# [Work task]
Output a verbatim copy of the data, cut off after the line that contains "shape [[266, 243]].".

***** Data supplied *****

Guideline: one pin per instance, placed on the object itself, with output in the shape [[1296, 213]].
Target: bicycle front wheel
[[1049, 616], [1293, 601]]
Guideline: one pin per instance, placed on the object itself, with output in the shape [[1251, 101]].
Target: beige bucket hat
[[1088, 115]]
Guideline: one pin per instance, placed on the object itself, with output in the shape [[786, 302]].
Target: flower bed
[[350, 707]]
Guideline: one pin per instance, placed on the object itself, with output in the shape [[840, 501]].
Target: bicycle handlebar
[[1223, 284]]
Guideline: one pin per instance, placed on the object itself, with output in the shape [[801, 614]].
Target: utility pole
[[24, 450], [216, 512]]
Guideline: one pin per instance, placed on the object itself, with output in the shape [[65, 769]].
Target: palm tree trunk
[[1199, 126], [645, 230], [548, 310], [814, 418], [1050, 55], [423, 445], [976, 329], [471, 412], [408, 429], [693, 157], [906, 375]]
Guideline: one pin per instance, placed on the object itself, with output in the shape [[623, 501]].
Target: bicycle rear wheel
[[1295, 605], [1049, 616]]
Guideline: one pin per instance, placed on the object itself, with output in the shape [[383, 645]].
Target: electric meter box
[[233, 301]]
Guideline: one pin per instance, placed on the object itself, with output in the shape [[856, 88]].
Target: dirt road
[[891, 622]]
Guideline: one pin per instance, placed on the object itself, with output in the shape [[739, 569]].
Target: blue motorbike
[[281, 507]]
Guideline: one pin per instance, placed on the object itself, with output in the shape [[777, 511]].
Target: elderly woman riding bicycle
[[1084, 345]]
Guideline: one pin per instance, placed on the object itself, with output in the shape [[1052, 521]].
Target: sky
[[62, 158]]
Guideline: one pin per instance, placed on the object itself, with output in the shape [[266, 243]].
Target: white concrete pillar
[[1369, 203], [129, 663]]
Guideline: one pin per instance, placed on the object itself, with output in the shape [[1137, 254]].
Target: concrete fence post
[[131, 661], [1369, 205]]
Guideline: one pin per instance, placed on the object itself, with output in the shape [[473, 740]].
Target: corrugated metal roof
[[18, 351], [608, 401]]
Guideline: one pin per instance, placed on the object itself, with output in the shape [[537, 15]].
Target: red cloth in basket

*****

# [Output of the task]
Guideline: one pin per instance, placed on the object itself, with output in the shape [[1296, 213]].
Target: bicycle front wheel
[[1049, 616], [1293, 601]]
Guideline: one pin per instance, placed on the object itself, with output in the shape [[1251, 101]].
Target: beige bucket hat
[[1088, 115]]
Guideline: one pin per instance, placed on the object itself, with output in the shape [[786, 302]].
Target: flower bed
[[350, 707]]
Guideline: one pin per instance, placed on the object itself, with output in the shape [[840, 501]].
Target: bicycle handlebar
[[1223, 284]]
Guideline: one pin per instance, placed on the object itself, with output in the shape [[801, 614]].
Target: utility pole
[[24, 450], [216, 512]]
Guideline: one pin per instance, placed on the object itself, with output in the shape [[65, 769]].
Target: palm tree trunk
[[1199, 126], [645, 230], [548, 310], [814, 418], [1050, 55], [423, 445], [976, 329], [471, 412], [408, 429], [693, 157], [906, 375]]
Guideline: one pin per instance, placed on the object itself, with output in the shape [[623, 501]].
Target: bicycle rear wheel
[[1295, 605], [1049, 616]]
Guideline: one pin per instance, placed on the object itself, with output in the shape [[383, 645]].
Target: electric meter box
[[233, 301]]
Guideline: one pin per instance, placed on the object itself, with output in the shape [[856, 88]].
Target: dirt road
[[891, 622]]
Guideline: one pin per instance, placed on the object itself, with output in the shape [[739, 569]].
Target: blue motorbike
[[281, 507]]
Guideline: one pin per instance, placed on the object itself, with output in the shape [[777, 511]].
Target: elderly woman riding bicycle
[[1084, 345]]
Guideline: one pin per instance, placed on the object itself, with output in the shape [[1052, 521]].
Target: sky
[[62, 158]]
Guideline: one pin per instance, placed on the object itself, with output in the shape [[266, 243]].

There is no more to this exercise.